Aimer est le grand point, qu’importe la maîtresse? Qu’importe le flacon, pourvu qu’on ait l’ivresse.
Alfred de Musset était un écrivain romantique qui apporta beaucoup à l’art dramatique, il aimait l’oisiveté et les choses de l’amour et n’avait que dix-neuf ans lorsqu’il publia avec succès son premier recueil. Il menait alors une existence de Dandy et ses débauches répétées dans la société des demi-mondaines parisiennes le feront remarquer. Il en gardera de bons souvenirs et une syphilis.
Il a écrit une vingtaine de pièces de théâtre avec des échecs retentissants pour certaines d’entre elles et quelques succès. Il était poète et c’est dans la littérature romantique et dans ses relations épistolaires qu’il a excellé, il était d’une sensibilité extrême.

▸ Extrait de données:
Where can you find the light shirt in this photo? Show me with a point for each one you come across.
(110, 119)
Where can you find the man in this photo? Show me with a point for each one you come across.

▸ Consignes à suivre:
Reprenez le passage sur Alfred de Musset depuis "Alfred de Musset" jusqu'à "et une syphilis." inclus, en remplaçant "écrivain" par "auteur". Ce matériel n'est pas nécessaire ici.

▸ En réponse:
Alfred de Musset était un auteur romantique qui apporta beaucoup à l’art dramatique, il aimait l’oisiveté et les choses de l’amour et n’avait que dix-neuf ans lorsqu’il publia avec succès son premier recueil. Il menait alors une existence de Dandy et ses débauches répétées dans la société des demi-mondaines parisiennes le feront remarquer. Il en gardera de bons souvenirs et une syphilis.